• **INSTRUÇÃO 1**
Responda, com base no texto sobre o filme A Baleia:
(a) Segundo a legenda da ilustração, que ator aparece na foto de divulgação e em qual papel?
(b) Quem dirigiu o filme?
(c) Como eram as expectativas com que o filme foi assistido?
• **INSTRUÇÃO 2**
Escreva a continuação do texto sobre o filme A Baleia a partir da última frase apresentada.

• **TRECHO FORNECIDO**
A Baleia (2023) e Trauma Queer

Filipe Narciso
9 min readNov 12, 2024

--

Ilustração própria. Foto de divulgação de Brendan Fraser como Charlie. A imagem, inclusive, se tornou uma espécie de meme por ser a única foto de divulgação que o filme possuía e ser só Fraser encarando para o lado.

Eu fui assistir o filme “A Baleia” (2023) de Darren Aronofsky por coincidência do destino e com expectativas muito baixas. Cheguei na sala de cinema vários minutos atrasado, não fazia ideia de quanto do filme já havia perdido, e trazia comigo uma série de percepções negativas pré-concebidas sobre o que a experiência viria a ser. Pensei que seria só mais uma mídia direcionada a humilhar e desumanizar o corpo gordo, que o foco narrativo seria como a obesidade é um fracasso individual ou qualquer propaganda política do gênero, mas eu acabei me conectando com a história do filme como poucas formas de arte me fizeram até hoje.

• **ITENS SELECIONADOS**
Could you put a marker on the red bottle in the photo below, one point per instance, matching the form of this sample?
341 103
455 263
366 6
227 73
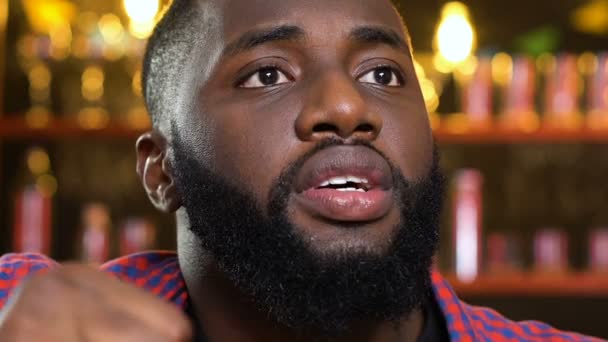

• **RESPOSTA 1**
(a) Brendan Fraser, como Charlie.
(b) Darren Aronofsky.
(c) Muito baixas.

• **RESPOSTA 2**
Talvez não tenha sido minha ideia mais brilhante assistir um filme de drama em um primeiro encontro, mas que mal teria? Estava curioso para saber do que se tratava, nada melhor estava em cartaz e costumo ter dificuldade em me ver emocionalmente envolvido com narrativas que considero muito heteronormativas, ou seja, a maior parte dos filmes. Para minha surpresa, e pro rapaz com cara de assustado ao meu lado quando as luzes se acenderam, meu rosto ficou inteiramente alagado em lágrimas e tudo que pude me forçar a dizer pra ele foi “nossa, que filme triste”.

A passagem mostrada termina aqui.